TEXTE FOURNI:

————————

Mais, et c'est plus important encore, la majorité des délinquantes purgent leur première peine fédérale - plus d'un tiers n'avaient pas été condamnées auparavant. Modèle opérationnel Pour répondre aux besoins particuliers des femmes correspondant à ce profil, l'établissement fédéral pour femmes de Truro a mis au point un modèle de programme original. Les programmes - et l'établissement tout entier - seront axés sur la collectivité, holistiques et centrés sur les femmes. Ils tiendront compte des différences culturelles et favoriseront l'autonomie et l'estime de soi sans perdre de vue le but ultime, qui est la libération.

L'établissement offrira des programmes sur place et à l'extérieur, mais la participation à des programmes à l'extérieur ne sera encouragée que lorsque la délinquante ne constitue pas un risque pour la collectivité. De façon générale, les programmes viseront à aider les femmes à prendre des décisions éclairées et judicieuses pour leur vie. Programmes de traitement Les programmes de traitement porteront essentiellement sur les mauvais traitements physiques et sexuels, la consommation excessive d'alcool ou de drogue et la prévention du suicide et de l'automutilation. D'autres programmes porteront sur le rôle parental, les soins prénatals ou postnatals, l'épanouissement personnel et d'autres besoins mis en évidence à mesure que l'établissement évoluera et progressera.

Des programmes plus traditionnels seront axés sur l'acquisition de compétences sociales, la spiritualité, l'éducation, l'emploi, la formation professionnelle et la détente ou les loisirs.

L'objectif sera de donner aux femmes l'occasion de vivre quotidiennement des expériences évoquant le plus étroitement possible la vie dans la collectivité. Programme destiné aux enfants Le programme destiné aux enfants est probablement l'un des aspects les plus nouveaux et les plus controversés du nouvel établissement. Plusieurs modalités sont prévues: certains enfants rendront ponctuellement visite à leur mère tandis que d'autres vivront avec leur mère dans l'établissement.

Une garderie aménagée pour les enfants qui vivent dans l'établissement permettra aux mères de continuer à participer aux programmes.

————————

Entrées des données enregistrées
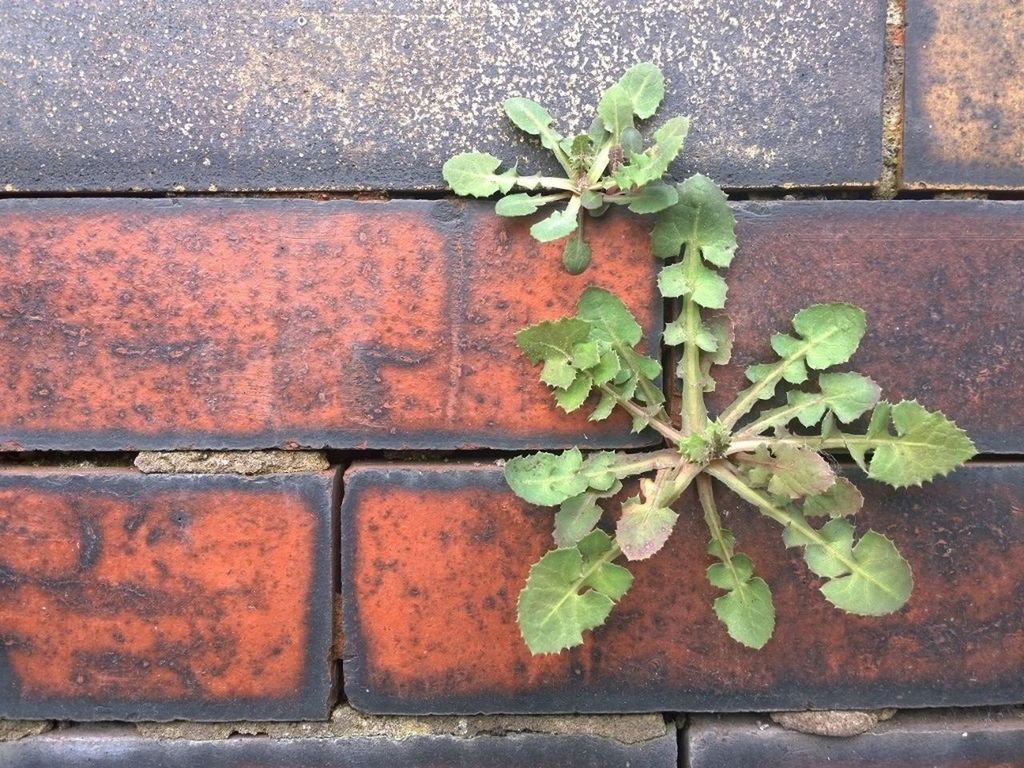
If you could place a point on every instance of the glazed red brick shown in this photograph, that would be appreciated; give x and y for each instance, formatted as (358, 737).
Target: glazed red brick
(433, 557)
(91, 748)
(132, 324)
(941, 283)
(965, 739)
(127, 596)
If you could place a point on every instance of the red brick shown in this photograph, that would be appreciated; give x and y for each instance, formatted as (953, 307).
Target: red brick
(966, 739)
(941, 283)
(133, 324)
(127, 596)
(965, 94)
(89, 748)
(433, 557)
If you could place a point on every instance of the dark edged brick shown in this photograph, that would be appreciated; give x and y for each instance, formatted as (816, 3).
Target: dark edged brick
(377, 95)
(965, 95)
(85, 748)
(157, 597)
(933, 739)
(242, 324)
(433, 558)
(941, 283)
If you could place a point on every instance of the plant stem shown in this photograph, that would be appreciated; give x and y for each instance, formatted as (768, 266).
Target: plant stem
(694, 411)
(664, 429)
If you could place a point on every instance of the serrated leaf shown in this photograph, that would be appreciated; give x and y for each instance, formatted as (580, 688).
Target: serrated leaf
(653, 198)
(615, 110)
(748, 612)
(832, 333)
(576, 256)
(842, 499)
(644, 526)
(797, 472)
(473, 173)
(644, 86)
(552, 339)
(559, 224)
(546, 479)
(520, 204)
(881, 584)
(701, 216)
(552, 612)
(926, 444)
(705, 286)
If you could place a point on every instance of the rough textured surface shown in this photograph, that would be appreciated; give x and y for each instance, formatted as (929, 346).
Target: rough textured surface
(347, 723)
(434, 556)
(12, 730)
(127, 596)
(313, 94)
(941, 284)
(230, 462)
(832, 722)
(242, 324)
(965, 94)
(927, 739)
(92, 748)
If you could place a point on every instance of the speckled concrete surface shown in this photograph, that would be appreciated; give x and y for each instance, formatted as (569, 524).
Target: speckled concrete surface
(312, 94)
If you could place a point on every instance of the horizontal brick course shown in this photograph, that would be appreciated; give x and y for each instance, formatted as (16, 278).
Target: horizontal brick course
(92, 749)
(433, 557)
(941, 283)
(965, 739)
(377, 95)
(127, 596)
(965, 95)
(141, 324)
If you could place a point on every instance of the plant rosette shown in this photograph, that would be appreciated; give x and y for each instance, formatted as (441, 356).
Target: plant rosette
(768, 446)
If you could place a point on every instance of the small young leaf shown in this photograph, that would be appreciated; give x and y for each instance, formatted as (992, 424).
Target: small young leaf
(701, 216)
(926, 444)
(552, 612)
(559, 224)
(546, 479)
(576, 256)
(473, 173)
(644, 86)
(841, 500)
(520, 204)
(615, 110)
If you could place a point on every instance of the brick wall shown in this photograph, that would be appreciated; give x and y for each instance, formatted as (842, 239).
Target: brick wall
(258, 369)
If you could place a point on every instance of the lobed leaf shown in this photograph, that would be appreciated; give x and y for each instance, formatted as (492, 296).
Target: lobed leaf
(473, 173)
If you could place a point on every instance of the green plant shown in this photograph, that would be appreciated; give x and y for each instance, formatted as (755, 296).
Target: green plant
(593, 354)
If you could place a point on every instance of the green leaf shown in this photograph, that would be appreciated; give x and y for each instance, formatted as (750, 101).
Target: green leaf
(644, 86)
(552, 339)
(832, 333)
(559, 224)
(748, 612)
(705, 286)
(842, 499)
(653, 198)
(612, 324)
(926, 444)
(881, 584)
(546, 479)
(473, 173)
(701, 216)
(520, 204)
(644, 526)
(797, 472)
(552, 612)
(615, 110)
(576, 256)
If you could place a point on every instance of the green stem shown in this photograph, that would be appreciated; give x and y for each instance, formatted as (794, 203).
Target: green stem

————————

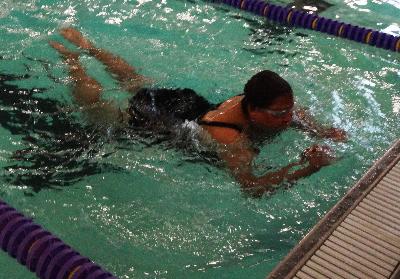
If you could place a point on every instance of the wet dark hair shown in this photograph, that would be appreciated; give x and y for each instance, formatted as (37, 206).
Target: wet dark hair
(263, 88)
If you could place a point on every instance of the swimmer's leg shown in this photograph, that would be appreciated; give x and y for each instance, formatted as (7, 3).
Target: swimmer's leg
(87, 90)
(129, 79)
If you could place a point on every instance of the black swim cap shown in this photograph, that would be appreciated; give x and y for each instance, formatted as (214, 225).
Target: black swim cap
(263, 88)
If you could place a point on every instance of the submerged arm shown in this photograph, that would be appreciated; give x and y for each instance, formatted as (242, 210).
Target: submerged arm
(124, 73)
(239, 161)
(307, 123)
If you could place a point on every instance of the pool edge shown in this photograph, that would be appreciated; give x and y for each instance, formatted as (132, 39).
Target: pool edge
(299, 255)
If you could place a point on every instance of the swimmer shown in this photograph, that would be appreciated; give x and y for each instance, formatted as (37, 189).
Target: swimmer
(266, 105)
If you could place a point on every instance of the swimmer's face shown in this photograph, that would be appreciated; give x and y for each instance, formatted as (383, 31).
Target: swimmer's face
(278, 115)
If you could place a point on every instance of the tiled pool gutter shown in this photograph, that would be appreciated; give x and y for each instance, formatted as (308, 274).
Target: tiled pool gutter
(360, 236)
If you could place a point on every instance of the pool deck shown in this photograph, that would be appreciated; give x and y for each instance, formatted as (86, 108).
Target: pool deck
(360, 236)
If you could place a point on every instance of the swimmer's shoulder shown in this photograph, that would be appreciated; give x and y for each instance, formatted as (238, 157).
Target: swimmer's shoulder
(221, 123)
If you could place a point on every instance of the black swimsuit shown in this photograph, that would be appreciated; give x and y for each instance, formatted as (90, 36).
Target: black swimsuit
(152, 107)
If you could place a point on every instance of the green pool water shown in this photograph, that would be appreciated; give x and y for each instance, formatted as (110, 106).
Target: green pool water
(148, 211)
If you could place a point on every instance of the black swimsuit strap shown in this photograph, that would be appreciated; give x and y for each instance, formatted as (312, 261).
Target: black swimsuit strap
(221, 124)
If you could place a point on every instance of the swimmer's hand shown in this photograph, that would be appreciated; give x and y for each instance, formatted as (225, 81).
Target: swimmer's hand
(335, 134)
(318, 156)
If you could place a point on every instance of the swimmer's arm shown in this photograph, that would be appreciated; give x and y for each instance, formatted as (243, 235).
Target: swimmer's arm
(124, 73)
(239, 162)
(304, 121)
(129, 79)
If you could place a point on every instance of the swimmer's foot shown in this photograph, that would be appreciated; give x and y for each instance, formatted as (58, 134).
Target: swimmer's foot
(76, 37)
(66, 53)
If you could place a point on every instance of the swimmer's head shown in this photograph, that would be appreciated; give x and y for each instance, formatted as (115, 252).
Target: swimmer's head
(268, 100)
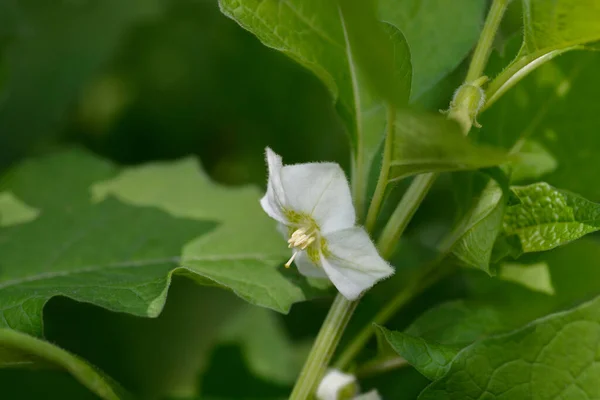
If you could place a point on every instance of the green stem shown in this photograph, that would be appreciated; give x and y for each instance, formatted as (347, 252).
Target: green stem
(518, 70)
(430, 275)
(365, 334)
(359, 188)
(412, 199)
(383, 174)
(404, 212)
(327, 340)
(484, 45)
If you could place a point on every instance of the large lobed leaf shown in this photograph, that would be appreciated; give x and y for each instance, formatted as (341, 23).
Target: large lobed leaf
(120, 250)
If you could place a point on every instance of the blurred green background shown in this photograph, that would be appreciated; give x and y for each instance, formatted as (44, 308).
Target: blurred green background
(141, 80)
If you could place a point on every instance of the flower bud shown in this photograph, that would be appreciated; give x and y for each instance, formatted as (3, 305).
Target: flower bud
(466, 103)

————————

CONSIGNES:
A – Recopiez le passage du texte sur l'établissement de Truro compris entre « Des programmes plus » et « participer aux programmes. », ces deux segments inclus.
B – Répondez aux questions suivantes d'après le texte sur l'établissement de Truro :
(i) Quelle part des délinquantes n'avait pas été condamnée auparavant ?
(ii) À quelle condition la participation à des programmes à l'extérieur sera-t-elle encouragée ?
(iii) Qu'est-ce qui permettra aux mères de continuer à participer aux programmes ?
C – Poursuivez le texte sur l'établissement de Truro à la suite de sa dernière phrase.
Les entrées n'ont aucun lien avec le texte sur l'établissement de Truro.

RÉPONSES AUX TÂCHES:
A –
Des programmes plus traditionnels seront axés sur l'acquisition de compétences sociales, la spiritualité, l'éducation, l'emploi, la formation professionnelle et la détente ou les loisirs.

L'objectif sera de donner aux femmes l'occasion de vivre quotidiennement des expériences évoquant le plus étroitement possible la vie dans la collectivité. Programme destiné aux enfants Le programme destiné aux enfants est probablement l'un des aspects les plus nouveaux et les plus controversés du nouvel établissement. Plusieurs modalités sont prévues: certains enfants rendront ponctuellement visite à leur mère tandis que d'autres vivront avec leur mère dans l'établissement.

Une garderie aménagée pour les enfants qui vivent dans l'établissement permettra aux mères de continuer à participer aux programmes.

B –
(i) Plus d'un tiers des délinquantes.
(ii) Elle sera encouragée seulement lorsque la délinquante ne constitue pas un risque pour la collectivité.
(iii) Une garderie aménagée pour les enfants qui vivent dans l'établissement.

C –
On espère également travailler en collaboration avec la collectivité et les organismes publics adéquats afin de mettre en place un réseau de foyers d'accueil pour les enfants qui ne vivent pas dans l'établissement, mais qui veulent néanmoins rester à proximité de leur mère. La sécurité L'établissement comptera 21 lits (porté progressivement à 30 lits) et, en matière de sécurité, l'objectif sera toujours d'en arriver à un équilibre entre la surveillance et la participation à des programmes sains dans un milieu favorable. La sécurité sera essentiellement dynamique; par conséquent, tout le personnel sera du personnel correctionnel.

De façon générale, les politiques et les procédures de sécurité tiendront compte du fait que peu de ces femmes sont des délinquantes à risque élevé. Conclusion Le défi sera d'offrir aux femmes incarcérées dans des établissements régionaux, en particulier dans les régions plus petites, tous les programmes dont elles ont besoin, en dépit de leur petit nombre. En cas d'échec, elles pourraient se retrouver plus défavorisées qu'elles ne le sont actuellement, et c'est certainement l'une de leurs craintes.

Ces nouveaux établissements aideront le Service correctionnel du Canada à répondre aux nombreux besoins des femmes purgeant une peine fédérale. Il ne reste plus qu'à mettre la théorie en pratique.


(1)Thérèse LeBlanc, directrice, établissement fédéral pour femmes de Truro, 46, place Inglis, bureau 5, Truro (Nouvelle-Écosse) B2N 4B4.
(2)La création de choix : Rapport du Groupe d'étude sur les femmes purgeant une peine fédérale, Ottawa, Service correctionnel du Canada, 1990.
(3)La création de choix: Rapport du Groupe d'étude sur les femmes purgeant une peine fédérale.